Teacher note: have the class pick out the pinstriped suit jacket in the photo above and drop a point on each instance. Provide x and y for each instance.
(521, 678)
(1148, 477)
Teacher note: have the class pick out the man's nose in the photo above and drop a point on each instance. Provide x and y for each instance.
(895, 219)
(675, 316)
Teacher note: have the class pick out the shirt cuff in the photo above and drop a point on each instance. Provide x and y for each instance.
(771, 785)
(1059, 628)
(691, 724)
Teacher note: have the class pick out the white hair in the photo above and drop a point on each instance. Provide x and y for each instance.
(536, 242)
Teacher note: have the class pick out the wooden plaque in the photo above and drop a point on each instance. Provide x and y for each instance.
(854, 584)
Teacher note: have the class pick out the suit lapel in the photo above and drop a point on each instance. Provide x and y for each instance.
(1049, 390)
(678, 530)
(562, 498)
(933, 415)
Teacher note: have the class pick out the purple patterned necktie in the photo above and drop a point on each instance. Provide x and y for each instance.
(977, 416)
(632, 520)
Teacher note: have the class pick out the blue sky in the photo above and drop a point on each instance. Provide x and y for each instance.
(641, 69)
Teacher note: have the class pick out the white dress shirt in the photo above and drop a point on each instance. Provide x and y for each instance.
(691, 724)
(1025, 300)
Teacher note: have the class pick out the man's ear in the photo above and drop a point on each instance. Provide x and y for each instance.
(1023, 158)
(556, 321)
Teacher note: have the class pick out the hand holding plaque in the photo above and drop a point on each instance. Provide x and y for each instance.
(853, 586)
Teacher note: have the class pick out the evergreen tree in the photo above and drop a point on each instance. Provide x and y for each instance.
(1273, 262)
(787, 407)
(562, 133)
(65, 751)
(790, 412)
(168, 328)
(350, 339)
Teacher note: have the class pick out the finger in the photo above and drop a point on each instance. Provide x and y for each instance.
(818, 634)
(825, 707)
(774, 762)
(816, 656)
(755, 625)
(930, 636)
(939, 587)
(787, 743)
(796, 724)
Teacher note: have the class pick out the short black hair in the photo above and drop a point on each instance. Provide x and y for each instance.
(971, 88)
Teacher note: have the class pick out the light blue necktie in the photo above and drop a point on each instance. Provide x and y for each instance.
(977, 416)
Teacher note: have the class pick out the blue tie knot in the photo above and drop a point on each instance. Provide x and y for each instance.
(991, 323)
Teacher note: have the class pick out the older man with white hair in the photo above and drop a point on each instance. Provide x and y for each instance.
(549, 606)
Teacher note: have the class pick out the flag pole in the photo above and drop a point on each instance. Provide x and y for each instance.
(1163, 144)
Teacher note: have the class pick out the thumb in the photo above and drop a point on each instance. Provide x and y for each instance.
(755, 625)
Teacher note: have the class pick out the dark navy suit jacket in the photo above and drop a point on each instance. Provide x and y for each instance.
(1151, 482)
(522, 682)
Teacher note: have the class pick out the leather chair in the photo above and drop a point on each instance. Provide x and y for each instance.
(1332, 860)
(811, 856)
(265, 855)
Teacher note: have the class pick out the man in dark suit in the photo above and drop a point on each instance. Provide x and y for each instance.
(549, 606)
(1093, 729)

========================================================================

### WRITTEN TASK
Repeat the lines above exactly.

### RESULT FOR THIS EXERCISE
Teacher note: have the class pick out the pinstriped suit jacket in the photo above and drop a point on each instance. Provide x and y for each instance.
(521, 678)
(1148, 477)
Teacher note: have the class pick out the man's nose in the photo above and drop a point on each instance. Provide x and y for each instance.
(895, 219)
(675, 316)
Teacher note: have the class pick out the shirt cuff in the photo above and drop a point on each instance. Provide x and y for each instance.
(771, 785)
(1059, 628)
(691, 724)
Teacher note: have the class pick out the white hair in the photo above and drop a point on each instance. Provide x and y for each instance.
(536, 242)
Teacher note: have the class pick out the wooden plaque in the photo above and drop a point on each instance. Provide x and y for each instance.
(854, 584)
Teacher note: have the class pick out the suit lapel in the photo above and drop a point on each instance. Provide x and y for each instance.
(1049, 390)
(678, 530)
(562, 498)
(933, 415)
Teacher note: have the class pick out the purple patterned necktie in the photo above and drop a point on each instance. Provide x and y for each instance.
(977, 416)
(632, 520)
Teacher note: have the class pick out the blue sky in the photo above and drop a point on each instance. Provide x and y for each instance.
(641, 69)
Teacher note: have the class pick out the white dress shirt in the photo above and drop a point on each instance. Provide x and y for each instance.
(691, 724)
(1025, 300)
Teacher note: have the class pick out the man's ear in the photo above and drop a point on each instance. Provide x and y for each instance.
(1023, 158)
(556, 321)
Teacher note: have the class pick out the hand holding plaque in the photo above and drop a point on each instance. Provide x and y for each instance.
(853, 586)
Teacher note: have the class pick out the evergreen tree in the photo above and drop a point on each instance. Provide x and y for each instance.
(1273, 262)
(787, 407)
(562, 133)
(65, 751)
(790, 412)
(168, 328)
(350, 339)
Teacher note: have the class pick out the finger in the photo above and drop a point on each instance. Provide x and y for each instance.
(818, 634)
(825, 707)
(774, 762)
(816, 656)
(755, 625)
(930, 636)
(939, 587)
(787, 743)
(796, 724)
Teacher note: have the class pick out the short black hair in the photo above and drop a point on each instance. Provide x and y for each instance.
(971, 88)
Teacher note: have the class pick out the light blue necktie in the photo above and drop a point on each instance. Provide x and y for each instance.
(977, 416)
Teacher note: have the class pick out the blue tie knot in the photo above and drop a point on each instance. Provide x and y for each instance.
(991, 323)
Teacher note: have the class pick out the older man with white hair in the photo above and drop a point on each instance. Provide x and y for each instance.
(549, 606)
Teacher note: have the class pick out the flag pole in the photo above and drop a point on each instance. Provide x and y for each instance.
(1163, 144)
Teacher note: have the class pick out the thumb in the photo above and drop a point on each instance. Provide x and y for each instance.
(755, 625)
Teacher note: have the class pick out the dark navy suit jacket in the photo above and drop a point on each instance. Provide x and y for each instance.
(1151, 482)
(522, 682)
Teacher note: have the class pick out the leather chair in the photo above and drop a point on each instance. Provide x and y for each instance.
(1332, 860)
(811, 856)
(265, 855)
Teacher note: have the class pick out the man in dark suit in the photo above and drop a point on each instance. Provide x and y for each instance.
(549, 606)
(1093, 729)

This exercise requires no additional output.